<<<<
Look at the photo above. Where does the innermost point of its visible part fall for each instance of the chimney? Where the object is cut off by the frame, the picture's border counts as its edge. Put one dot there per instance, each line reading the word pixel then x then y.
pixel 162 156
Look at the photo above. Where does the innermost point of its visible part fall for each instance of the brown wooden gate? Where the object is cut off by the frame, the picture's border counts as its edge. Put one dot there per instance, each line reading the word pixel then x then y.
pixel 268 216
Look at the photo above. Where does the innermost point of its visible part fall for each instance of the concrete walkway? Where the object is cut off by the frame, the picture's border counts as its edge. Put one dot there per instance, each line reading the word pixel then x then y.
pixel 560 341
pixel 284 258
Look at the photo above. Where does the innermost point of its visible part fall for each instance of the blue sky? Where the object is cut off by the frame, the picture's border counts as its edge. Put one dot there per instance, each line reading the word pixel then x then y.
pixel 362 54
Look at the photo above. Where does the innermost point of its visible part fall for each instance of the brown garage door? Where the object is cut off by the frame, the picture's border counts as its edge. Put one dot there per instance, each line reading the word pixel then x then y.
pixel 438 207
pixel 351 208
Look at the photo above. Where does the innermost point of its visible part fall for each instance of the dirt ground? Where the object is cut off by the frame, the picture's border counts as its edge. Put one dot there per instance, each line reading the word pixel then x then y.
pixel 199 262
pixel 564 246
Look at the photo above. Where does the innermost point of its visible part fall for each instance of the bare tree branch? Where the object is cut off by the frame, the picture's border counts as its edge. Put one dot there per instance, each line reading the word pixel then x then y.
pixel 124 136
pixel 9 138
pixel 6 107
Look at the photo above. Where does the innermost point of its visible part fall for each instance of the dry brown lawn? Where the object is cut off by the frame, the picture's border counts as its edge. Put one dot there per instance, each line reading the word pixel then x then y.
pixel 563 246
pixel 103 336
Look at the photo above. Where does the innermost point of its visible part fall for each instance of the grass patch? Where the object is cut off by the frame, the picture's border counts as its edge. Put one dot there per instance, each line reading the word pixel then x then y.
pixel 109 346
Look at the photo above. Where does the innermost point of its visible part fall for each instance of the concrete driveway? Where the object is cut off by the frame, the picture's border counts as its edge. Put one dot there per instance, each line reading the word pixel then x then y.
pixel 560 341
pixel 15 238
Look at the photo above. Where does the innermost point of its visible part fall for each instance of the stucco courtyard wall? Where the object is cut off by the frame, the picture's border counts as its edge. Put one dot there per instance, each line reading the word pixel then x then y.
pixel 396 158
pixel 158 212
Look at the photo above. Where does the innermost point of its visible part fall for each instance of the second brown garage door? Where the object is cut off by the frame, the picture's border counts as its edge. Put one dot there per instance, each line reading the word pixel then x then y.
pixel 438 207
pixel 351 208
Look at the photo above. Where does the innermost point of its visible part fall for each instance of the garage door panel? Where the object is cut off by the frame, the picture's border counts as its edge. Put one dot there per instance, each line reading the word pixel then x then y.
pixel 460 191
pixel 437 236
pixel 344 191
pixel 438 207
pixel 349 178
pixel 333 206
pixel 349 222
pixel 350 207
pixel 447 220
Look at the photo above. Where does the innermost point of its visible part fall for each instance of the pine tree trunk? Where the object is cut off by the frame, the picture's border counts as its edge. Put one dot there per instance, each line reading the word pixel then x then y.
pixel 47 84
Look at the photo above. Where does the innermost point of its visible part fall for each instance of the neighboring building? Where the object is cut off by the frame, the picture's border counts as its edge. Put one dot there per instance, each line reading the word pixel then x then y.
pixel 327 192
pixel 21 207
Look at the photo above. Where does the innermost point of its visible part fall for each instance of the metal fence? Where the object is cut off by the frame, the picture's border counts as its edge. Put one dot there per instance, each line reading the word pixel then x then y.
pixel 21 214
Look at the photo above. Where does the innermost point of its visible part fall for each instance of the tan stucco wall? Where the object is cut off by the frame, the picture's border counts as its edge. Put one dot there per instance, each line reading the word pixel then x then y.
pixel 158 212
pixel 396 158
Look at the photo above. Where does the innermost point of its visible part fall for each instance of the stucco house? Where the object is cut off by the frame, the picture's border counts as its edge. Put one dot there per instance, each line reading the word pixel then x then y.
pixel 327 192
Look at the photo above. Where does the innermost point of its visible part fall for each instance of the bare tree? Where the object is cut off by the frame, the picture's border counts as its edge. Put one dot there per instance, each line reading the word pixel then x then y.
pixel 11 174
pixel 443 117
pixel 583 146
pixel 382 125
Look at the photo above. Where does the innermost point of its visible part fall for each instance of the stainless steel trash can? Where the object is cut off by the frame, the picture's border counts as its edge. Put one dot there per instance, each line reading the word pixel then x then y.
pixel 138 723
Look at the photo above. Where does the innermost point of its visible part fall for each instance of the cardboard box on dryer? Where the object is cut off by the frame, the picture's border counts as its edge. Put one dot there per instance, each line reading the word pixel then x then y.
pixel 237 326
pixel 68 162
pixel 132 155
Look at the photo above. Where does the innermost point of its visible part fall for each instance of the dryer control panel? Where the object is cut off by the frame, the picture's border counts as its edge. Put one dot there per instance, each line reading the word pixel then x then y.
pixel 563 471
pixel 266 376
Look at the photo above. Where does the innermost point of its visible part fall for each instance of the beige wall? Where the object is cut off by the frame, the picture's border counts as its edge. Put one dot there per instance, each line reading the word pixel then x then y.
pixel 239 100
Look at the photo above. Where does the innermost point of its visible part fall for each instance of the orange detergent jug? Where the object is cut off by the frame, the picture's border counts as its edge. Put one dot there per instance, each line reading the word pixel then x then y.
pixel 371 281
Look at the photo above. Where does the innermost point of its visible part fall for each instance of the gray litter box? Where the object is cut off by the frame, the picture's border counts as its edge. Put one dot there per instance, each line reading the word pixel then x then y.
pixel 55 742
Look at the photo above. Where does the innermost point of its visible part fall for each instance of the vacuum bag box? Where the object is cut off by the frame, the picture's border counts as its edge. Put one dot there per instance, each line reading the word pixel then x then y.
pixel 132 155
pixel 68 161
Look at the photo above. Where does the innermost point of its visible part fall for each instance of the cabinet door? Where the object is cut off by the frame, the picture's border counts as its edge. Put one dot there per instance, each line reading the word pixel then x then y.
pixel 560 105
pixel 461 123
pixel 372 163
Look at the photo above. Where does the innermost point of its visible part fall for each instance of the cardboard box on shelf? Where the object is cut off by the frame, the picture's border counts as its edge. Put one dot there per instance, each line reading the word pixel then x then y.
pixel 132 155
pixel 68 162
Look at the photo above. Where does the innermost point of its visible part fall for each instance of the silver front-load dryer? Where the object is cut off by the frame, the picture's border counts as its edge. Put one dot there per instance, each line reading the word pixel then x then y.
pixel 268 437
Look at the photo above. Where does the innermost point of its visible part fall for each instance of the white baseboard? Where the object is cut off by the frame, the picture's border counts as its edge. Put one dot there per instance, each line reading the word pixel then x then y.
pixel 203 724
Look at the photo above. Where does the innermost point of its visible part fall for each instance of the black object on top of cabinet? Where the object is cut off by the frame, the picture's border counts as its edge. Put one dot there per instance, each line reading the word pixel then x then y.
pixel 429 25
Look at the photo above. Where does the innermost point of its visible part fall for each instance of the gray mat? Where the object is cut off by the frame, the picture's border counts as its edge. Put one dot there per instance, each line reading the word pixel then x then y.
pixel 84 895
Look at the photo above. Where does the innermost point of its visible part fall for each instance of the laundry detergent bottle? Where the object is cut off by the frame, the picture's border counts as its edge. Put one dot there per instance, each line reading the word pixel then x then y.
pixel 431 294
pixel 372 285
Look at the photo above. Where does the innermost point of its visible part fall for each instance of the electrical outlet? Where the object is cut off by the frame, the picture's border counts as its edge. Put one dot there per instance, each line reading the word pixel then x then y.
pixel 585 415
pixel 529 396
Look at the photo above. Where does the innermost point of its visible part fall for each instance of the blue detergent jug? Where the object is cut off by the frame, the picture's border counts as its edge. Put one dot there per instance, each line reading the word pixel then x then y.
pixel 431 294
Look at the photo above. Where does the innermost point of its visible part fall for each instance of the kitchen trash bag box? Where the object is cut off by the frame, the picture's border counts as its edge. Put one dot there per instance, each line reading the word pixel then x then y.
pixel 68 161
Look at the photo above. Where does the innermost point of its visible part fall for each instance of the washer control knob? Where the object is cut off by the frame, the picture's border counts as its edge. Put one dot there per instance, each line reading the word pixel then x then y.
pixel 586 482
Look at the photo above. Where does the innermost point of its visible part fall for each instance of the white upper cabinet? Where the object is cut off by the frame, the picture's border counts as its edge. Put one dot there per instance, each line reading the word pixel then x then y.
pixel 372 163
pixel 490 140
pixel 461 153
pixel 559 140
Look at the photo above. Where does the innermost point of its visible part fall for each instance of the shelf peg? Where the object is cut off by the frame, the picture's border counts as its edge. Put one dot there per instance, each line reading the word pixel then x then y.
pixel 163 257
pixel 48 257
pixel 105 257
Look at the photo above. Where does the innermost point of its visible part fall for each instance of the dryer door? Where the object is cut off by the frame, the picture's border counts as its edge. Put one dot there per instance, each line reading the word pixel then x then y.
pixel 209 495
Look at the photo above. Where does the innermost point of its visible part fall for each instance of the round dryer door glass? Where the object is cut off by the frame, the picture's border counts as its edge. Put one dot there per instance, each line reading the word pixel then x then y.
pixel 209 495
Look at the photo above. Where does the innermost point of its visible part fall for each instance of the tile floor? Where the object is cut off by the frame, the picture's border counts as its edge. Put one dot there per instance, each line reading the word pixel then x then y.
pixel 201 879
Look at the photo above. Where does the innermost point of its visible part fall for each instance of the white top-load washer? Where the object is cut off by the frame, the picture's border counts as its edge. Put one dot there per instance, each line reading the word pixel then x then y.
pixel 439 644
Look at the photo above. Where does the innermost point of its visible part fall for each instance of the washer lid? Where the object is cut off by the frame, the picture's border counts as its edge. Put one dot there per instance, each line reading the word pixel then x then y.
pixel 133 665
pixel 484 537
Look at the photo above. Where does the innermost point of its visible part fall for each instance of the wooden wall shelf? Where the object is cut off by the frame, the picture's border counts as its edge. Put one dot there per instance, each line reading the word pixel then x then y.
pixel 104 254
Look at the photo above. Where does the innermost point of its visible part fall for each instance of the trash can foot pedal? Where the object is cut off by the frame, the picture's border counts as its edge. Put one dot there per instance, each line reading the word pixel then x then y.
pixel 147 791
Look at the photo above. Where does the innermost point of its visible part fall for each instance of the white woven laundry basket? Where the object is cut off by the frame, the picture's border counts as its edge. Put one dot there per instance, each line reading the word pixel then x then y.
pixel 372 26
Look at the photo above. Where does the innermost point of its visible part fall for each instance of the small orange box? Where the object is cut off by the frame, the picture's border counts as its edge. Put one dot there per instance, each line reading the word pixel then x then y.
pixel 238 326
>>>>
THE TASK: From the "of the tile" line to the close of the listing, restate each line word for word.

TASK SOLUTION:
Look at the photo above. Where does the innermost point of its visible part fall for each instance of the tile floor? Where the object is cut off by the frame, the picture's border counts as its edge. Put one dot there per instance, each line reading the word pixel then x then y.
pixel 201 879
Look at the photo above. Where does the innermost point of its visible part fall for each instance of the white top-load washer? Where the object is cut off by the frame, the picture's border counts as its edge. Put one dot there per instance, each line reading the word pixel then x then y.
pixel 439 644
Look at the photo above. Where does the innermost point of its visible part fall for each instance of the washer lid? Where the object is cut off by the frame, the picture's border counts as its edge. Put one dot there per instance, each line reading the word pixel then x then y.
pixel 133 665
pixel 484 537
Look at the photo above. Where does the innermost point of its visible part fall for each instance of the wooden wall shelf? Where the object is cut off by the frame, the picture's border counts as its edge. Put one dot there per instance, each line reading the word pixel then x then y.
pixel 104 254
Look at the photo above. Where does the innermost point of its visible part fall for each instance of the trash can foot pedal? Where the object is cut off by the frame, the picture's border counts as its edge. Put one dot there per instance, each line reading the word pixel then x then y.
pixel 147 791
Look at the photo above. Where does the innermost point of its visible part fall for each instance of the white woven laundry basket? Where the object is cut off by the frame, the picture's border counts as its edge. Put one dot there per instance, each line reading the word pixel then x then y.
pixel 372 26
Look at the photo above. Where does the innermost point of its visible part fall for each instance of the small orange box? Where the object is cut off by the frame, the picture's border counts as its edge. Put one dot there per instance, each line reading the word pixel then x then y.
pixel 238 326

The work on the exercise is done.